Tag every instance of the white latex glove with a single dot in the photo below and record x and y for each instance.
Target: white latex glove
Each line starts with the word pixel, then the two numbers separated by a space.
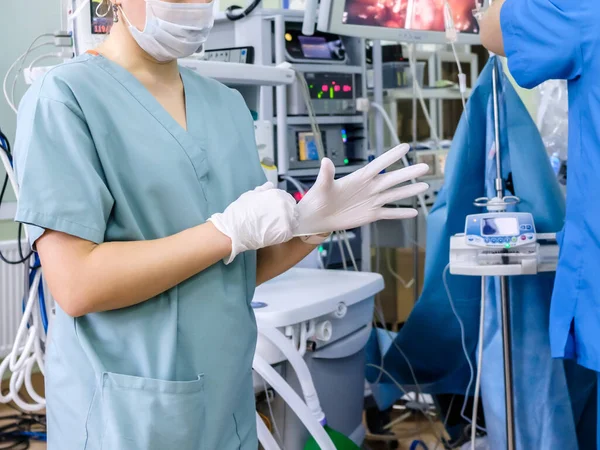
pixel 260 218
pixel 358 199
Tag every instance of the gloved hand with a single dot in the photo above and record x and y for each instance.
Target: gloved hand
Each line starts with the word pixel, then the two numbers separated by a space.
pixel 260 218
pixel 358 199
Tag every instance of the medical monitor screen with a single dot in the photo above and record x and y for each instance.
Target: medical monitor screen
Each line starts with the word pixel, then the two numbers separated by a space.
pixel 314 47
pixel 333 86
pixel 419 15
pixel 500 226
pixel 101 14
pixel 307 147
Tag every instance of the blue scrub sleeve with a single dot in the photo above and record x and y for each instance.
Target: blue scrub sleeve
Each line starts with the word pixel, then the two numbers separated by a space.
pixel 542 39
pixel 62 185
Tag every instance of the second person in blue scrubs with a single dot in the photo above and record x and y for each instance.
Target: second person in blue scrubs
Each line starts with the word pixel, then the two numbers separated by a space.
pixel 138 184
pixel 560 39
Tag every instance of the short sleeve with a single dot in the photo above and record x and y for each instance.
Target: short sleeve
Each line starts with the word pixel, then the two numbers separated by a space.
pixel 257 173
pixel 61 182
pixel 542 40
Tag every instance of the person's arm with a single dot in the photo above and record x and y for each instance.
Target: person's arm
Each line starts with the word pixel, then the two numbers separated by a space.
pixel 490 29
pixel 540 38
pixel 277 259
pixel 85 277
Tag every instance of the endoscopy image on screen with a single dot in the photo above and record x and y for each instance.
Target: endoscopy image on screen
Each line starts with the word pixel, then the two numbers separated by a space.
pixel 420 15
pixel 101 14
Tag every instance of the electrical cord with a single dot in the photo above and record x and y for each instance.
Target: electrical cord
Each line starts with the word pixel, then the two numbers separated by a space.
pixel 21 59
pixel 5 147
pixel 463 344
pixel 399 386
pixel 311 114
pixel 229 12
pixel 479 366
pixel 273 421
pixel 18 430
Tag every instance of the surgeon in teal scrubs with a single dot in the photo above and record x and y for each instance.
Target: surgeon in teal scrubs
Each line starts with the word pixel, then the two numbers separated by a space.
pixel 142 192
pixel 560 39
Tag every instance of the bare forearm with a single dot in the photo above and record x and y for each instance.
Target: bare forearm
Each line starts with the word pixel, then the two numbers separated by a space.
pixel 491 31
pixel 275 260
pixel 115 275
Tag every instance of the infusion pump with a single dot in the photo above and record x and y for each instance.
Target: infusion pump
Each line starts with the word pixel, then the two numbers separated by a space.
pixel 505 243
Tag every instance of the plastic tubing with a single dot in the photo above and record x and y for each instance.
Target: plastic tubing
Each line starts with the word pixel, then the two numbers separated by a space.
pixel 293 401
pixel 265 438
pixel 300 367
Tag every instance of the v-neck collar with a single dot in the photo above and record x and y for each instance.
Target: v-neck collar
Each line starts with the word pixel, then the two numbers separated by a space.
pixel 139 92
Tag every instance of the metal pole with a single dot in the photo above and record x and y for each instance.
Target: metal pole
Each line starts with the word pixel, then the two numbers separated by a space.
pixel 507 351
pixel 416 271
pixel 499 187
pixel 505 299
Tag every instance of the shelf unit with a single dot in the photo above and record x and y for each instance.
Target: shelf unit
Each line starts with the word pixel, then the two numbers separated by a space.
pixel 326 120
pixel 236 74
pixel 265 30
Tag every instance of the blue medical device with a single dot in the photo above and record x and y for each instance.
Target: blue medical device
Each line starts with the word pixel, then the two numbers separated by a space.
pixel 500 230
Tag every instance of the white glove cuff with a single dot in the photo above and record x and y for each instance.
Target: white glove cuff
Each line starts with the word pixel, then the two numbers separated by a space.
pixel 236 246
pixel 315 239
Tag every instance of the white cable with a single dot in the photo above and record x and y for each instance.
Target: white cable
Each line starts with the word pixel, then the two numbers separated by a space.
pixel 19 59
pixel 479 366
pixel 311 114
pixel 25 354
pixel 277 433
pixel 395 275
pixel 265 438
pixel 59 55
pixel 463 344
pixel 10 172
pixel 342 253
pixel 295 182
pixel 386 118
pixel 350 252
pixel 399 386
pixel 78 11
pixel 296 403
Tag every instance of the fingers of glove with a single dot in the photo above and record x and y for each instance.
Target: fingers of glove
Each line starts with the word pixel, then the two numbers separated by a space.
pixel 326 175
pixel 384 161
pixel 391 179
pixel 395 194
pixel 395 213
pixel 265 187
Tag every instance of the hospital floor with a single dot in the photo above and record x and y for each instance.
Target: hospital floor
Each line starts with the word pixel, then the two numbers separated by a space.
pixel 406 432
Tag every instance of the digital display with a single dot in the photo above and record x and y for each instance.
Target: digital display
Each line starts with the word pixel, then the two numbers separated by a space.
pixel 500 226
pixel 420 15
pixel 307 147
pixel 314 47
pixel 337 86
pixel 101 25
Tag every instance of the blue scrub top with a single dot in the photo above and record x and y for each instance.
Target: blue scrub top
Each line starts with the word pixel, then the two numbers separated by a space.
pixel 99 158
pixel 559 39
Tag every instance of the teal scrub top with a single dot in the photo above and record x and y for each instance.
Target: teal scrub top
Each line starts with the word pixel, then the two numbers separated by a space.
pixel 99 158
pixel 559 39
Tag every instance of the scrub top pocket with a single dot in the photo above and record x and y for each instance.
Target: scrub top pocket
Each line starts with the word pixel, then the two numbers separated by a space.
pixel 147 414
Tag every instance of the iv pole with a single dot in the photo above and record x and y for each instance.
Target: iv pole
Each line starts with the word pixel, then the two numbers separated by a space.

┄┄┄┄┄┄┄┄┄┄

- WHAT YOU SHOULD DO: Your answer should hold every line of the entries that contains the string "cuff".

- TASK OUTPUT:
Tag every instance of the white glove cuff with a single dot in the photo above and record x and y for each instance.
Target: white glove cuff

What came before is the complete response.